-- Task description --
Among the records below, the line containing "(format x=407, y=82)" marks the start. Output it and all lines after it exactly.
########
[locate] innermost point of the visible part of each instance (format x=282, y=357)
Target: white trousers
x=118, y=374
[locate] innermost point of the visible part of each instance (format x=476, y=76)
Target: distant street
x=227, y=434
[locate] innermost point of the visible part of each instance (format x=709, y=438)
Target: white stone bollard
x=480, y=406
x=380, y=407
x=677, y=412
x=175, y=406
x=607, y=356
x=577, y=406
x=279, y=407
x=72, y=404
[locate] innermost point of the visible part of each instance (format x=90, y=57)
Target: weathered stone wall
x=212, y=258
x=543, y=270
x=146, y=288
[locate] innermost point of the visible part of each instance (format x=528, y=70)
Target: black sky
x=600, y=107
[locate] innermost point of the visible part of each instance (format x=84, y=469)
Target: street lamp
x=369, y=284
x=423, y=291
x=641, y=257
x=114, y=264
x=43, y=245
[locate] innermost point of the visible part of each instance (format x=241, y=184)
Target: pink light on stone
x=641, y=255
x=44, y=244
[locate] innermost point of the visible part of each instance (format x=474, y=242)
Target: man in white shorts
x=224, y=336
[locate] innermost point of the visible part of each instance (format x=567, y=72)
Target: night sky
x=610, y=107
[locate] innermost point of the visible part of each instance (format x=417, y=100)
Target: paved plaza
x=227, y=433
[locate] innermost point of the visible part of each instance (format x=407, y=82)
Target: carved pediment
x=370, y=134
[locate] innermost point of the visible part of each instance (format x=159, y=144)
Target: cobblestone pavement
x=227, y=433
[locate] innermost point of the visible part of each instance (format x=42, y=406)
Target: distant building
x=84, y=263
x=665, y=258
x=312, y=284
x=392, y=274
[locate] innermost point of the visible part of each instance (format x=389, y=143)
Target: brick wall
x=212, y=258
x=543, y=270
########
-- Response to this exercise --
[locate] innermost point of the visible part of each instance (format x=407, y=82)
Target: carved pediment
x=370, y=134
[locate] innermost point of the visible part of each instance (format x=159, y=144)
Target: cobblestone pavement
x=227, y=433
[locate] innermost point of the visible part of each instance (format x=42, y=406)
Target: distant building
x=84, y=263
x=665, y=258
x=312, y=284
x=392, y=274
[locate] innermost point of the visible part of each instance (format x=389, y=143)
Target: brick wall
x=212, y=258
x=543, y=270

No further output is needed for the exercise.